-- begin EXERCISE INPUTS --
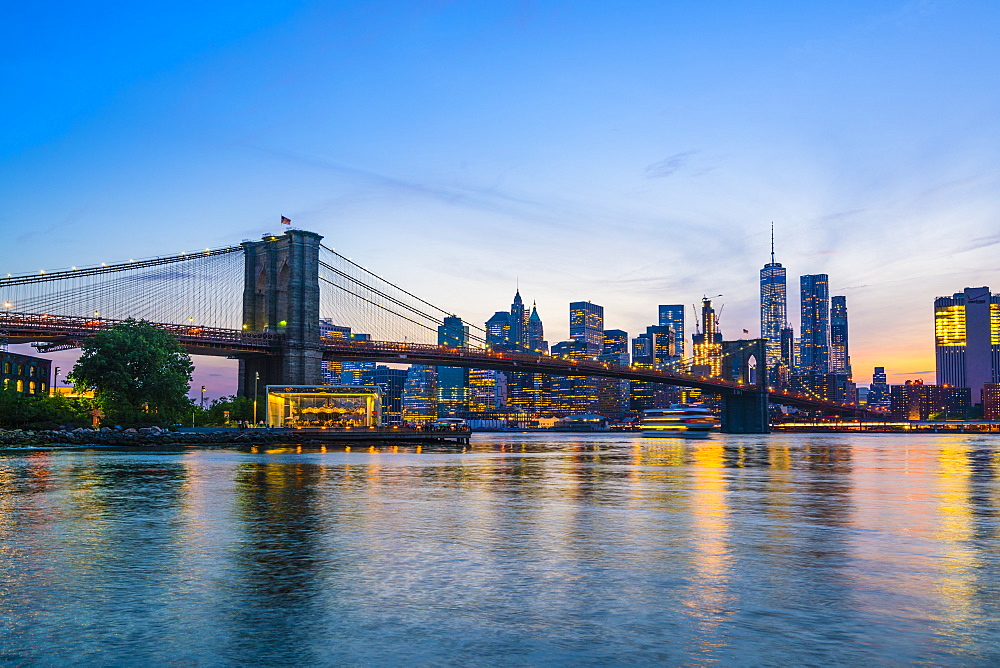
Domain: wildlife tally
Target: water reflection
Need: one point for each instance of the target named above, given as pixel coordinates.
(521, 549)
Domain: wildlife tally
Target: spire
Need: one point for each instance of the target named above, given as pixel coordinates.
(772, 242)
(534, 317)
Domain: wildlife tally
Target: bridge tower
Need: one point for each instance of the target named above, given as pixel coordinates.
(281, 294)
(745, 411)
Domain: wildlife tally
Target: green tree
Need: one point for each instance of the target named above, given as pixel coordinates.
(140, 374)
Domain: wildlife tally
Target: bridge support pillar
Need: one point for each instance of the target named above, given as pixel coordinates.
(745, 413)
(281, 294)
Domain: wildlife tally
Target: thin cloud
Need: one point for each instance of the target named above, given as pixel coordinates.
(668, 166)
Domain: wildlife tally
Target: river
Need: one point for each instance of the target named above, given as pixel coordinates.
(554, 549)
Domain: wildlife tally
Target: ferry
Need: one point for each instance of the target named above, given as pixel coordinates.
(683, 420)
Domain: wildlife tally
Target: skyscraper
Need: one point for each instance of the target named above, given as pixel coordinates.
(586, 323)
(967, 339)
(840, 358)
(878, 391)
(452, 382)
(707, 355)
(536, 333)
(773, 312)
(518, 323)
(815, 335)
(420, 394)
(672, 315)
(498, 331)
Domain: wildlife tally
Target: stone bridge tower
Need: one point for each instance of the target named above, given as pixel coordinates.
(745, 412)
(281, 294)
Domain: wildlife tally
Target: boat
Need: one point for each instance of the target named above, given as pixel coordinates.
(680, 420)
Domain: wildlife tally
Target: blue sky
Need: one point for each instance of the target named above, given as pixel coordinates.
(630, 153)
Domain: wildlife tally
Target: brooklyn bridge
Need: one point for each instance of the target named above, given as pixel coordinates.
(261, 302)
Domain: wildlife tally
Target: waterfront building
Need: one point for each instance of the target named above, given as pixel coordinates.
(613, 394)
(615, 342)
(967, 340)
(336, 372)
(25, 373)
(642, 350)
(452, 382)
(536, 333)
(518, 323)
(991, 401)
(390, 382)
(815, 334)
(840, 356)
(836, 387)
(773, 314)
(672, 315)
(878, 391)
(420, 394)
(573, 394)
(707, 343)
(916, 401)
(487, 391)
(498, 331)
(586, 323)
(322, 406)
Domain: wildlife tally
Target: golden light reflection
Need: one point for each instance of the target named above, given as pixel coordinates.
(957, 571)
(710, 600)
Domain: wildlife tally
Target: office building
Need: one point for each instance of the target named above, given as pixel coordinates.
(707, 344)
(498, 331)
(613, 393)
(24, 373)
(536, 333)
(586, 323)
(991, 401)
(420, 395)
(878, 392)
(672, 315)
(840, 356)
(487, 391)
(815, 334)
(390, 382)
(452, 382)
(967, 340)
(573, 394)
(773, 313)
(916, 401)
(615, 342)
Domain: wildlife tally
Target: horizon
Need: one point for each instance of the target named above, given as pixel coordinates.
(632, 156)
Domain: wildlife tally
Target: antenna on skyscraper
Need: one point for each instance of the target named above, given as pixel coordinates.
(772, 242)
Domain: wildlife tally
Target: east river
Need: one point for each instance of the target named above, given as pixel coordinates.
(553, 549)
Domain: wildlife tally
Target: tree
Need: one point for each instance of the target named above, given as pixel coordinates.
(140, 374)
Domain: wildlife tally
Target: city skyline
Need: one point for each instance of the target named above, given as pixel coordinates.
(632, 156)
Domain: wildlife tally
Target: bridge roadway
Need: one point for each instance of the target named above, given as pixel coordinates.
(478, 358)
(61, 332)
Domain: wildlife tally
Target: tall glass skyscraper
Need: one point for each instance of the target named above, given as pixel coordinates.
(840, 358)
(586, 323)
(452, 382)
(815, 338)
(967, 339)
(673, 315)
(773, 312)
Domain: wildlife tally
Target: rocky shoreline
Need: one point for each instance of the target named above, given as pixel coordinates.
(150, 436)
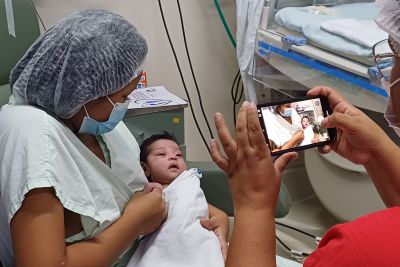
-- end EXERCISE INPUTS --
Count the lines of the records that contain the string "bridge" and treat uppercase and lowercase letters as different. Give only the number.

5